Stored items:
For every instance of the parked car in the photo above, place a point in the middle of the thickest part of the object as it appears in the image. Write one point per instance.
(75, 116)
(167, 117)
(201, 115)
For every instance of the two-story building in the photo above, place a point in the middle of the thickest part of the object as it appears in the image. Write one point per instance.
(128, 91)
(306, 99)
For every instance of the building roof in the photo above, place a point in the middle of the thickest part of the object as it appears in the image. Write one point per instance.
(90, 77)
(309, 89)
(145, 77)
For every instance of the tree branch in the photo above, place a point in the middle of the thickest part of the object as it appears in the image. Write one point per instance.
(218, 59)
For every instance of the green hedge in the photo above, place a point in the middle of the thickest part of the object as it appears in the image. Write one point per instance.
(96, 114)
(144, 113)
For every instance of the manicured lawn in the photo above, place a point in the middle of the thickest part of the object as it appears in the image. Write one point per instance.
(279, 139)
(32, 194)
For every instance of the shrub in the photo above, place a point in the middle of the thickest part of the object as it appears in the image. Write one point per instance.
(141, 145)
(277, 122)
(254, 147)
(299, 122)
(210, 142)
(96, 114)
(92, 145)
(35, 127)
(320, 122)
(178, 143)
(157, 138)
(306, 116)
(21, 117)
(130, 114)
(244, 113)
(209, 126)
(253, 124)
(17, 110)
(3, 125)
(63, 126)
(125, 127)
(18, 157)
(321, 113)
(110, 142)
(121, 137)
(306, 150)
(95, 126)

**Instructions for the task:**
Copy out every line of the listing above exactly, changing nothing.

**Task answer:**
For every instance of the parked car in the photo above, place a point in the middle of the thickest part of the object as it appears in the image. Write one point per instance.
(75, 116)
(167, 117)
(201, 115)
For every instance of the two-story building in the photo above, place a point in the middle of the thickest part of the object as it appears in the image. Write one point per instance.
(128, 91)
(306, 99)
For every instance of the building roof in the photo above, place a point in the middle of the thickest part of the object as it appears in the image. Write one point per instance.
(90, 77)
(309, 89)
(145, 77)
For every instance of the tree branch in the photo above, place a point in the middle of the thickest part of the object as it appears in the image. Write one point per instance.
(218, 59)
For every instance of the green hedge in the photo above, place a point in the middle of the thickest part of the object as it appears in the image. Write one point per instance.
(96, 114)
(144, 113)
For every instance of the manicured lawn in the photo above, place a point in the middle of the thickest part of the object as it appears in the image. Write one point per instance.
(279, 139)
(32, 194)
For every instance of the shrub in the photo above, place a point in the middle of the thickest part of the object as it appears in the image. Write one point per instance.
(141, 145)
(277, 122)
(254, 147)
(299, 122)
(210, 142)
(96, 114)
(92, 145)
(35, 127)
(320, 122)
(178, 143)
(157, 138)
(306, 116)
(21, 117)
(130, 114)
(244, 113)
(209, 126)
(253, 124)
(17, 110)
(3, 125)
(63, 126)
(125, 127)
(18, 157)
(321, 113)
(110, 142)
(121, 137)
(306, 150)
(95, 126)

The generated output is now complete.